#### Texte de la page:
Malgré les dépenses, malgré les pertes des Mantchous et des Mongols, contre l'avis, dit-on,
de ses conseillers, il voulait vaincre, comprenant qu'un demi-succès serait un recul et un affront pour l'empire mantchou ; souvent dans les décrets de ces deux années, la rigueur des ordres,
l'âpreté du ton, bien éloignées des instructions fermes, sévères, mais généreuses de l'empereur Khang-hi, laissent percer la haine, voire la vanité blessée du souverain universel dont la
diplomatie et les armées sont bafouées par des chefs barbares.

#### Liste:
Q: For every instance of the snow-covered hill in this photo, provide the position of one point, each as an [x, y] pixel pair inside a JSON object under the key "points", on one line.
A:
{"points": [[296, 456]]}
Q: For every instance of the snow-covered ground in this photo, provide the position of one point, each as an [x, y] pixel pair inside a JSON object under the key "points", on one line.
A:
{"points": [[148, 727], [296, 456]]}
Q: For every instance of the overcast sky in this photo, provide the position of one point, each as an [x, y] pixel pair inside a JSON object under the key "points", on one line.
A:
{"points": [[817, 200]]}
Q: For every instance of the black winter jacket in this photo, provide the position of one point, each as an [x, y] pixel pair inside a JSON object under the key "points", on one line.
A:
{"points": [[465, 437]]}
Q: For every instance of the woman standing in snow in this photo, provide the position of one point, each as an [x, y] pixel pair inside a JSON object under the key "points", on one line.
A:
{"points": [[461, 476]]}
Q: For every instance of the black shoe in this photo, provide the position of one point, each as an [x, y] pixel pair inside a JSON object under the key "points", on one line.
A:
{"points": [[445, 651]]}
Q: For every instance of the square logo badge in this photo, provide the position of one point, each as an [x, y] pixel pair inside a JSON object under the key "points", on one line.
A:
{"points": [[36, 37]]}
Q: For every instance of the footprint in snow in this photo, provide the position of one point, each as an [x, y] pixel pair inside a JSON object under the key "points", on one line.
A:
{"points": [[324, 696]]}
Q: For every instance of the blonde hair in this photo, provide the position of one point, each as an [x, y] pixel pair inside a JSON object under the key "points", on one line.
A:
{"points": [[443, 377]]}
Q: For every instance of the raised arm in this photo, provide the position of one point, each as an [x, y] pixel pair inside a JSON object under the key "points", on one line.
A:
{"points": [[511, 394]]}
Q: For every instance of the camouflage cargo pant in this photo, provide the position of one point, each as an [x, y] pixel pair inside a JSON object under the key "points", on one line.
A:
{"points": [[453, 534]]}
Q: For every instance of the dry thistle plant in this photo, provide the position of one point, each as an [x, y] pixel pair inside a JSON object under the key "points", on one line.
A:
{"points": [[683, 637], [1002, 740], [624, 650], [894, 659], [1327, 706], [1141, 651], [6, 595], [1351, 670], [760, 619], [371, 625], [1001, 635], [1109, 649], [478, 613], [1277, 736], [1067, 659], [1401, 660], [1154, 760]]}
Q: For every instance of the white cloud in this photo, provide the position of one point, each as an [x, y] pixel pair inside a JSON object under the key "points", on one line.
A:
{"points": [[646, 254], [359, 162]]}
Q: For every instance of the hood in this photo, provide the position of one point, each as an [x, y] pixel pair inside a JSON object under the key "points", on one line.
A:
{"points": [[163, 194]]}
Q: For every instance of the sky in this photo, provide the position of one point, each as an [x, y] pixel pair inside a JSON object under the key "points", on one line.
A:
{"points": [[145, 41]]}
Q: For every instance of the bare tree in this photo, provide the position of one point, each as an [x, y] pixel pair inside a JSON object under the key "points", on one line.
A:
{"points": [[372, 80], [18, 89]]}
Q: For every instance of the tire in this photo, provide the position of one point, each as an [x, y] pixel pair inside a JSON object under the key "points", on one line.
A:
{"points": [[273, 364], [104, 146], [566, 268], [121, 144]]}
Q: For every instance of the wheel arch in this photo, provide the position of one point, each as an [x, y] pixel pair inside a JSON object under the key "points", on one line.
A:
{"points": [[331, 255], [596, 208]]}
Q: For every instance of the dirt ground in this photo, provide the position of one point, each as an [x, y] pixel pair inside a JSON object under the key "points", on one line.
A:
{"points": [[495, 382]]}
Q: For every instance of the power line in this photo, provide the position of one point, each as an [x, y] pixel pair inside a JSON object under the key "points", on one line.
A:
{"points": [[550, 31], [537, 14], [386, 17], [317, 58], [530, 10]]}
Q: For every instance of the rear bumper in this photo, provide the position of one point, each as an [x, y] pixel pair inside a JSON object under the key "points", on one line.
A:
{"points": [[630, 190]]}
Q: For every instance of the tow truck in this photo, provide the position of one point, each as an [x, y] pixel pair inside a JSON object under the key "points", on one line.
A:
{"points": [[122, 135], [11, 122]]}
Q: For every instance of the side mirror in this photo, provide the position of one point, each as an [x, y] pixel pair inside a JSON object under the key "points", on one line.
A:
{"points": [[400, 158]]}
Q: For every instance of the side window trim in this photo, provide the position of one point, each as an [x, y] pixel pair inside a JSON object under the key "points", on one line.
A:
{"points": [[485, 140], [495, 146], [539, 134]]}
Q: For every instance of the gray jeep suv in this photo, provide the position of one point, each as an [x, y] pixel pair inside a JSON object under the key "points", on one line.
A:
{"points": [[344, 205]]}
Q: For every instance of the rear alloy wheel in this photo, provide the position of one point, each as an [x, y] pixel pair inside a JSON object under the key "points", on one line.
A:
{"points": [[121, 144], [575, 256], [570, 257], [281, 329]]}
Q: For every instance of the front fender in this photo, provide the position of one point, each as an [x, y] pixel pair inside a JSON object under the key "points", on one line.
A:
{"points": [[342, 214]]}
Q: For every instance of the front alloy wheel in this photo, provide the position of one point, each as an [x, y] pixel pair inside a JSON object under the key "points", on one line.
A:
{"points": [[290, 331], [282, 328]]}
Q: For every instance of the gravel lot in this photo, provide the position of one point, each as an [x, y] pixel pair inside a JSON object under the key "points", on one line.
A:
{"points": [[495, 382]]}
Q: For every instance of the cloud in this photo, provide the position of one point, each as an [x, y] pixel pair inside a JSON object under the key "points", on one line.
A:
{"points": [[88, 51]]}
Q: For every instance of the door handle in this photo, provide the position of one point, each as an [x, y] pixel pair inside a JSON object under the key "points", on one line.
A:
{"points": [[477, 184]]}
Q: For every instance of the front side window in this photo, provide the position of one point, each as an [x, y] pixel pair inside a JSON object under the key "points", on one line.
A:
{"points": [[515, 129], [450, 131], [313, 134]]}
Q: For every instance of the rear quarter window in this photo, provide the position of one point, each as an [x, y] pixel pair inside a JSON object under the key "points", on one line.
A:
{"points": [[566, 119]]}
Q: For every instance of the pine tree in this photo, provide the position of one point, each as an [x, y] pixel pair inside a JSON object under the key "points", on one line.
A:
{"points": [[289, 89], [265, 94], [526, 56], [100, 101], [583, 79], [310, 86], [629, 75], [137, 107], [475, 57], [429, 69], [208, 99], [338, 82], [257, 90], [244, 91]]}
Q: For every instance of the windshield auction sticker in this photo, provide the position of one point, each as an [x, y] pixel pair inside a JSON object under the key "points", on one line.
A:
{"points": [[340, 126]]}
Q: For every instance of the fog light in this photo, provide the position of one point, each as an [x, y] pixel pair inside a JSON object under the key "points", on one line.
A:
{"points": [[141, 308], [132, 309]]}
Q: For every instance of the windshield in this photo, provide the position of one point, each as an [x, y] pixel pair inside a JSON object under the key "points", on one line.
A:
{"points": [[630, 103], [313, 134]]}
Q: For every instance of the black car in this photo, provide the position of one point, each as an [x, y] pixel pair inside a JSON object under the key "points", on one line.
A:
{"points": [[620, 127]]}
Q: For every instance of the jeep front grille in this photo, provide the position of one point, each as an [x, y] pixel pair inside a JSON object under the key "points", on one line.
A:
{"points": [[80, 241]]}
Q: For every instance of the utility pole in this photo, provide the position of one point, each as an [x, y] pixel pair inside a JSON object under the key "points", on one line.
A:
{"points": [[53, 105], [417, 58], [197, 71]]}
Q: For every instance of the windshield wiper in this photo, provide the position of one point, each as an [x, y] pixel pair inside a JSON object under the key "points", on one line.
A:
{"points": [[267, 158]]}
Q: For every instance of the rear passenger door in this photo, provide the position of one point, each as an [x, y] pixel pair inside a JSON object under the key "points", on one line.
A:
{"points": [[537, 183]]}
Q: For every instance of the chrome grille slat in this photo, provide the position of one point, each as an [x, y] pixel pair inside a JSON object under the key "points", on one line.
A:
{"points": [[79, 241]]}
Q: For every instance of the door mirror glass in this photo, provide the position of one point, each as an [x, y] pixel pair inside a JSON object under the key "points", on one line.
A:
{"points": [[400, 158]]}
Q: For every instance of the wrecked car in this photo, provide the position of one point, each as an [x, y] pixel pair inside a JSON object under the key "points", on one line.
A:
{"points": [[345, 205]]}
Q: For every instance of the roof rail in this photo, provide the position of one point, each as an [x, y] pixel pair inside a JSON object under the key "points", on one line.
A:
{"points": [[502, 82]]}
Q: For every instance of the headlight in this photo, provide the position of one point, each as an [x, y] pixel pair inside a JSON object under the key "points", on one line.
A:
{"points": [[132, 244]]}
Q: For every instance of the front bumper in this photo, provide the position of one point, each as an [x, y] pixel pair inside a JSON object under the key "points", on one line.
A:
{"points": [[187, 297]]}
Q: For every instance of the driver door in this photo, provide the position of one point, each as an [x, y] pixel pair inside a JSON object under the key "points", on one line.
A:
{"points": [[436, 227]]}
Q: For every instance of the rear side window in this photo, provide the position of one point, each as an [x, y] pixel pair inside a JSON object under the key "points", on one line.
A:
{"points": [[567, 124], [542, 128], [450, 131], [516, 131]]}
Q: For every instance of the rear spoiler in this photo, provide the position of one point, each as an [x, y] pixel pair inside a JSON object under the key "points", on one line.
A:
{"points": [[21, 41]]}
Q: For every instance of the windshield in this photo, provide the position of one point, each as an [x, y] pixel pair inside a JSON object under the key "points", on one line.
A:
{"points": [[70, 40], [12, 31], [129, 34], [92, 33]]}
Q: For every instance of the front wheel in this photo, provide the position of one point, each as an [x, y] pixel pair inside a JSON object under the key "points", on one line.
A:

#### Consigne 1:
D'après le texte de la page, que serait un demi-succès pour l'empire mantchou ?
#### Consigne 2:
Remplacez "conseillers" par "ministres" dans le texte de la page, puis recopiez tout le passage qui va de "Malgré les dépenses, malgré" jusqu'à "des chefs barbares.".

#### Réponse attendue 1:
Un recul et un affront pour l'empire mantchou.

#### Réponse attendue 2:
Malgré les dépenses, malgré les pertes des Mantchous et des Mongols, contre l'avis, dit-on,
de ses ministres, il voulait vaincre, comprenant qu'un demi-succès serait un recul et un affront pour l'empire mantchou ; souvent dans les décrets de ces deux années, la rigueur des ordres,
l'âpreté du ton, bien éloignées des instructions fermes, sévères, mais généreuses de l'empereur Khang-hi, laissent percer la haine, voire la vanité blessée du souverain universel dont la
diplomatie et les armées sont bafouées par des chefs barbares.